Diane and her work had me at hello.
Last
year, I met her at the poolside in the hot springs retreat where she lives
and practices. I can still see her face and summon up the clarity of her
words as she sat in the spring sunshine, briefing me about the extraordinary aquatic bodywork session I was about to
take with her.
I
knew right away that I was in the hands of a professional; but also of someone
who'd be willing to co-adventure with me, even if the going got wild or tough
and the territory seemingly uncharted. All these metaphors seem
appropriate as I read in the present book of her love for the Earth's
wilderness.
The
second hello came when I read her invitation at the start of the book to join
her on a 'new kind of inquiry into professional ethics', not the dos and don'ts
of conventional codes or any other human-centered attempt to control or predict
what is called for in each unique situation needing therapeutic care.
A
model is helpful though, and Diane has found a viable and versatile one
in the cell membrane. Drawing on observations of common patterns of relationship
in nature and her own lived experiences in family, work and community,
she demonstrates how this model can work quite naturally in practice.
Like
me, she has grappled with the implications of a common concept and central
challenge in our profession - that of 'boundaries'. When not
wielded well, this can turn into a destructive power struggle between client
and practitioner that may go either way - exacerbating suffering or damaging
reputation.
The
extremes of practitioners who stick conscientiously to the rules they have been
taught, and those who unconsciously break them to serve their own wounded
needs, are equally harmful. Healthy but rare is the highly developed
awareness and responsiveness in a healer-practitioner that Diane is exploring
here.
In
the model of the cell, I suggest that this ideal requires a vitalized system
that has not been overloaded with toxicity of any kind or subject to traumatic
injury that compromises or disables healthy function. Fortunately, cells
and relationships are remarkably resilient and do have a natural preference for
a balanced vibrant state.
By
using the phrase 'healing partners' to describe the relationship that is
commonly called 'client and therapist', Diane is establishing another important
dynamic. Even if it doesn't start that way, the dynamic state of balance
that is needed for health is a two-way process of exchange.
Diane's
definition of healing is a brilliant distillation of all this, worth posting
where you can contemplate it often:
Healing
is the collaborative, transformative process by which balance is restored as we
become increasingly aware of our wholeness and interconnection with all life.
This
reminds me of my yoga teacher Iyengar's admonition that to know
how to do 'Mountain' pose well, was to master the entire practice. This
pose, simply that of standing still as a mountain, requires the kind of dynamic
balance, while still staying grounded, that I think Diane has set out to share
here.
After
introducing 6 cell membrane principles that provide her healing model in the
first section of the book, she takes us firmly from model to healing
practice. The co-creative reader is encouraged to adapt
appropriately the basic 5-step process Diane uses to integrate the model into
her practice.
Taking
the concepts developed from her cell membrane model (containment, selective
permeability, interspace, differentiation, connection to center, and oneness),
she brings them to life in creating safe space, dealing with power and control
issues, and navigating money, sex and dual relationships.
The
openness with which Diane shares her mistakes, her risks and her successes in
working with others, many of whom were courageously facing serious physical
and/or psychological traumas, is a model in itself for the level of honest
humility and true compassion that such healing work requires.
In conclusion: If you are a
novice practitioner buy this book (link below) and please don't leave it on
your shelf after you have read it once. For us all, it deserves to be a
well-leafed and thoroughly underscored working manual. It would also make
valuable reading for someone on the receiving end who wants to know what is
possible in the best of healing partnership.

§ §

QUESTIONS ON THE MATERIAL:
a) In the book review, rewrite the paragraph that begins "Taking the concepts developed from her cell membrane model" as a short list, keeping its main facts.
b) From the book review, pull out word for word the passage that begins at the words "Diane and her" and stops after "take with her.".

§ §

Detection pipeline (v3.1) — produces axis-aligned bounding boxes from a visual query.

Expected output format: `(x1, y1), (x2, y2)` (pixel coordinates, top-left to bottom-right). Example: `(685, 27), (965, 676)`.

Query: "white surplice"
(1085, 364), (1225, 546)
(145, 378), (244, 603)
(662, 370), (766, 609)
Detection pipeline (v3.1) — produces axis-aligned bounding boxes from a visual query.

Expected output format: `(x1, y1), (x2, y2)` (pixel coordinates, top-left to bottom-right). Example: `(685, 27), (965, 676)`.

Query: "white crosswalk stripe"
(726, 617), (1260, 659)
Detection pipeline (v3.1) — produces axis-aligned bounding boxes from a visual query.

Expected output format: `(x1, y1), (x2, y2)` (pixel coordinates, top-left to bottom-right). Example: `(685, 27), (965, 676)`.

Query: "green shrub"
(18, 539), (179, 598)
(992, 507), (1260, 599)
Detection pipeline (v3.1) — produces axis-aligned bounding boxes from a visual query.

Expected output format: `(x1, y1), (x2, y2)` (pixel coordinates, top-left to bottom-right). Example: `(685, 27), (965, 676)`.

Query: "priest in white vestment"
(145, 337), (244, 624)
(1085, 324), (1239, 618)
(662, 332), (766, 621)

§ §

RESPONSES TO THE TASKS:
a)
- Diane uses the concepts from her cell membrane model: containment, selective permeability, interspace, differentiation, connection to center, and oneness.
- She applies them to creating safe space.
- She applies them to dealing with power and control issues.
- She applies them to navigating money, sex and dual relationships.

b)
Diane and her work had me at hello.
Last
year, I met her at the poolside in the hot springs retreat where she lives
and practices. I can still see her face and summon up the clarity of her
words as she sat in the spring sunshine, briefing me about the extraordinary aquatic bodywork session I was about to
take with her.